## [EXERCISE OBJECTIVE]
Answer these questions from the passage on the Texas abortion clinic law below.
(a) According to NPR, how many of the 19 remaining clinics in the state would the law close if SCOTUS upheld it?
(b) Who is the geographer whose testimony is the source of the "150 miles" claim?
(c) In what year was Kermit Gosnell convicted?

===== PAGE EXTRACT =====

So now that it's been established that this law is unnecessary and won't provide any benefits, we must then ask what, if any, the downsides of it are or will be. The most obvious comes from the closure of clinics that will be caused by these laws, as well as, of course, the ones that the law has already forced to close. 


Some have argued that this law didn't cause the closure of the 22 clinics that are no longer open in Texas that were open before the law was passed, or that even if it did, it was the requirement for medication abortions that did it, not the admitting privileges or ASC requirements. Yet, as Supreme Court Justice Elena Kagan has pointed out, the trends in the number of clinics open after the law took effect and then was suspended is exactly what we would expect if the law caused clinic closures. In her words: It’s almost like the perfect controlled experiment as to the effect of the law, isn’t it? It’s like you put the law into effect, 12 clinics closed. You take the law out of effect, they reopen.” Also worth noting is that according to NPR, the law would close at least 10 of the 19 remaining clinics in the state if it is upheld by SCOTUS. This makes sense not just because many abortion doctors can't get admitting privileges, but also because building/buying an ASC to comply with that provision of the law would cost millions of dollars for a clinic to do.


So what? Perhaps the closure of these clinics will still not place an undue burden on women seeking abortions in Texas. This is the argument that has been advanced by the state in the SCOTUS case about this law: according to NBC News, they have argued that "More than 90 percent of women of reproductive age live within 150 miles" of one of the clinics that would remain open if the law went into effect completely. This claim originates from Todd Giberson, a geographer who testified in defense of the state and HB2. Yet his analysis has been criticized because, according to Mary Tuma, it "did not take into account women who would be unable to secure access to a car (such as poor women along the U.S.-Mexico border), and included a facility in New Mexico as a clinic within reach for those residing in El Paso." Also, the problem with including a clinic in New Mexico is that, as Ruth Bader Ginsburg has pointed out, New Mexico doesn't require abortion clinics to meet ASC standards or for abortionists to have admitting privileges.

Lastly, the state argues that its law would have prevented incidents like that of Kermit Gosnell, who was convicted of multiple charges related to exploiting pregnant women who wanted abortions (charges that included murder and involuntary manslaughter) in 2013. Yet this argument doesn't hold up to scrutiny, because, for one thing, as has been pointed out at Slate's Double X blog, "
the story of Kermit Gosnell is not one of under-regulation, but rather of government failing to enforce already-existing laws that were more than sufficient to shut him down." 

In short, the answer to the question posed in the title of post is no.

===== DATA SECTION =====

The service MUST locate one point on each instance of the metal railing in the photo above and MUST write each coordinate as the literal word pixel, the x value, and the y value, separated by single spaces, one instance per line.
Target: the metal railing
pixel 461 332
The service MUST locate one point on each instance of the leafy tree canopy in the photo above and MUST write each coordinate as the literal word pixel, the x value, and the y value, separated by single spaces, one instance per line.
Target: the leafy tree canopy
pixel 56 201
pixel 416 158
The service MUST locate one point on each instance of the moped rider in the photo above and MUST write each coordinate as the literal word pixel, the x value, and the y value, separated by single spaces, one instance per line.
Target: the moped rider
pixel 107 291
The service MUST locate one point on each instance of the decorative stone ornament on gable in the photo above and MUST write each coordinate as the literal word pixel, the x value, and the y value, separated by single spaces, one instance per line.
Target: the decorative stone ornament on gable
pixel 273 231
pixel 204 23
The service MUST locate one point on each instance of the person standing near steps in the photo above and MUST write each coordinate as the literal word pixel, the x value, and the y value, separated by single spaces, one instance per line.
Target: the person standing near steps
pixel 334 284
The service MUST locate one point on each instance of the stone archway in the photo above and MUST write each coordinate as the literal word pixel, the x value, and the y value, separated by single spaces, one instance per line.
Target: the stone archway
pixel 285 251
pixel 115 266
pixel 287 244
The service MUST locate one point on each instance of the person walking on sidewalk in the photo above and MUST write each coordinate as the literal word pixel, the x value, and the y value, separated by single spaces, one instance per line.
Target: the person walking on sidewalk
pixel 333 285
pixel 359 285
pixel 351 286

=====

## [TASK SOLUTION]
(a) At least 10
(b) Todd Giberson
(c) 2013